- 抜粋 -
==============================

それがいったい、なんのフレーズだったか思い出せないまま、昨日からずっと、頭のなかでリフレインされていた。
彼が帰らぬ夜が恐ろしい
古いノートを引っぱり出して、見つけた。高校生のときのノート。その後のものはほとんどすべて失っているのに、あの頃のものだけ残っている。
「韓国からの通信」(T・K生)に引用されていた詩。
彼が帰らぬ夜が恐ろしい
彼が帰って来られぬ土地が恐ろしい
彼が帰って来られぬ土地で生きている私が恐ろしい
しかし私は決して何も忘れない
おお、記憶させよう
われらの名で呼んでみる
自由、わが愛よ
高校生のとき、ソウルの大学生と文通していて、2週間ごとに長い手紙をもらった。青インクのきれいな筆記体の文字。「テス」や「人間の条件」や手紙のなかで彼が紹介してくれる本を、私はせっせと読んだのだ。光州事件のとき、返事が返ってこなかった。必ず2週間で届いていた返事がこなくて、3週間たち4週間たったとき、不安で泣いたことを覚えてる。

==============================

- やること -
**a.** 抜粋の「それがいったい、なんのフレー」から「不安で泣いたことを覚えてる。」までを、一字も変えずにすべて繰り返して書くこと。
**b.** 抜粋を読み、次の問いに答えよ。
(i) 詩が引用されていたのは何という文章か。
(ii) ソウルの大学生からの手紙は、どのくらいの間隔で届いていたか。
(iii) 返事が返ってこなかったのは、何があったときか。
この後に続く行は使わなくてよい。

- 収集資料 -
==============================

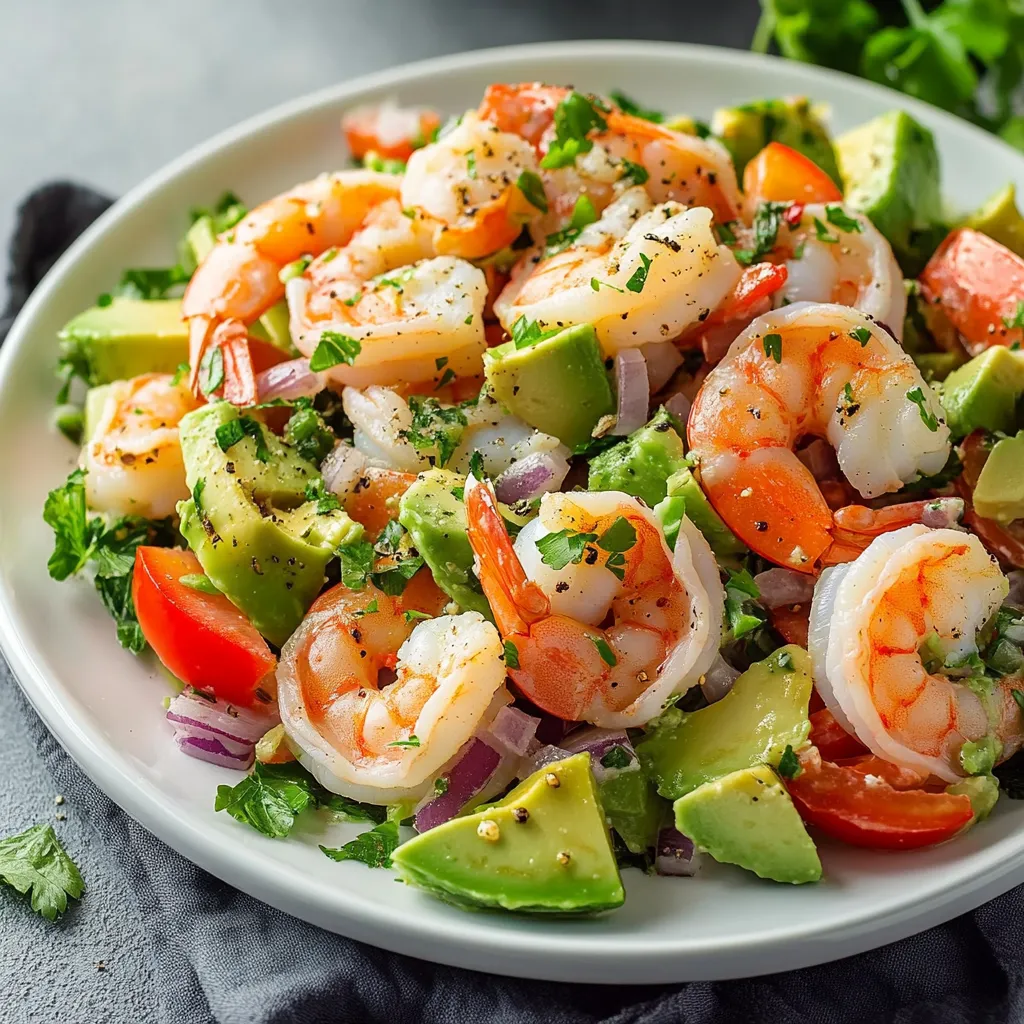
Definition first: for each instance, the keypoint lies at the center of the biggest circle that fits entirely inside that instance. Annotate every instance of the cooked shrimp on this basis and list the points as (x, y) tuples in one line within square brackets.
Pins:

==============================

- 解答例 -
**a.**
それがいったい、なんのフレーズだったか思い出せないまま、昨日からずっと、頭のなかでリフレインされていた。
彼が帰らぬ夜が恐ろしい
古いノートを引っぱり出して、見つけた。高校生のときのノート。その後のものはほとんどすべて失っているのに、あの頃のものだけ残っている。
「韓国からの通信」(T・K生)に引用されていた詩。
彼が帰らぬ夜が恐ろしい
彼が帰って来られぬ土地が恐ろしい
彼が帰って来られぬ土地で生きている私が恐ろしい
しかし私は決して何も忘れない
おお、記憶させよう
われらの名で呼んでみる
自由、わが愛よ
高校生のとき、ソウルの大学生と文通していて、2週間ごとに長い手紙をもらった。青インクのきれいな筆記体の文字。「テス」や「人間の条件」や手紙のなかで彼が紹介してくれる本を、私はせっせと読んだのだ。光州事件のとき、返事が返ってこなかった。必ず2週間で届いていた返事がこなくて、3週間たち4週間たったとき、不安で泣いたことを覚えてる。

**b.**
(i) 「韓国からの通信」(T・K生)
(ii) 2週間ごと
(iii) 光州事件のとき